===== Entries provided =====

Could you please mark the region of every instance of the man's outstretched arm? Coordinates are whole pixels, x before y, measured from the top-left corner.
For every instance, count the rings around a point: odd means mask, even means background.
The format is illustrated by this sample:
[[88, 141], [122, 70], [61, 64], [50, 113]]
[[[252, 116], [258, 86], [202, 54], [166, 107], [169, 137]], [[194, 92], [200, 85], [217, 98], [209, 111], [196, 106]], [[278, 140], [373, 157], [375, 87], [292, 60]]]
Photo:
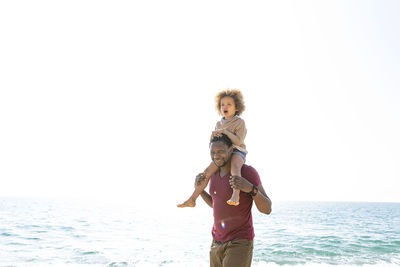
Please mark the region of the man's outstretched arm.
[[270, 214], [272, 211], [271, 199], [265, 193], [262, 185], [257, 186], [257, 188], [258, 193], [253, 197], [253, 200], [256, 203], [256, 207], [260, 212]]
[[[194, 181], [194, 187], [199, 186], [202, 182], [204, 182], [205, 179], [206, 179], [206, 177], [205, 177], [204, 173], [199, 173], [196, 176], [196, 180]], [[212, 197], [205, 190], [203, 190], [200, 193], [200, 196], [204, 200], [204, 202], [206, 202], [207, 205], [210, 206], [210, 208], [213, 207]]]
[[[229, 183], [233, 189], [239, 189], [245, 193], [250, 193], [253, 190], [253, 184], [241, 176], [232, 176]], [[271, 199], [265, 193], [262, 185], [257, 186], [258, 192], [253, 196], [257, 209], [265, 214], [270, 214], [272, 210]]]
[[206, 202], [207, 205], [210, 206], [210, 208], [213, 207], [213, 200], [212, 200], [210, 194], [208, 194], [206, 191], [203, 190], [203, 192], [201, 192], [200, 196], [204, 200], [204, 202]]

=====

● Exercise: Once the pictures are removed, repeat all of the data above exactly.

● Solution to this task:
Could you please mark the region of every instance of the man's outstretched arm? Coordinates are whole pixels, x before y, measured from the top-left corner.
For every instance, count the rings around a point: odd means mask, even means background.
The format is illustrated by this sample:
[[88, 141], [122, 70], [61, 64], [50, 113]]
[[[252, 116], [258, 86], [202, 54], [166, 107], [169, 137]], [[194, 92], [200, 85], [217, 98], [209, 111], [196, 106]], [[278, 140], [373, 157], [375, 87], [292, 60]]]
Photo:
Please mark the region of the man's outstretched arm.
[[270, 214], [272, 211], [271, 199], [265, 193], [262, 185], [257, 186], [257, 188], [258, 193], [253, 197], [253, 200], [256, 203], [256, 207], [260, 212]]
[[[194, 181], [194, 187], [199, 186], [202, 182], [204, 182], [205, 179], [206, 179], [206, 177], [205, 177], [204, 173], [199, 173], [196, 176], [196, 180]], [[212, 197], [205, 190], [203, 190], [200, 193], [200, 196], [204, 200], [204, 202], [206, 202], [207, 205], [210, 206], [210, 208], [213, 207]]]
[[[229, 183], [233, 189], [239, 189], [245, 193], [250, 193], [253, 190], [253, 184], [241, 176], [232, 176]], [[271, 199], [265, 193], [262, 185], [257, 186], [258, 192], [253, 196], [257, 209], [265, 214], [270, 214], [272, 210]]]
[[206, 202], [207, 205], [210, 206], [210, 208], [213, 207], [213, 200], [212, 200], [210, 194], [208, 194], [206, 191], [203, 190], [203, 192], [201, 192], [200, 196], [204, 200], [204, 202]]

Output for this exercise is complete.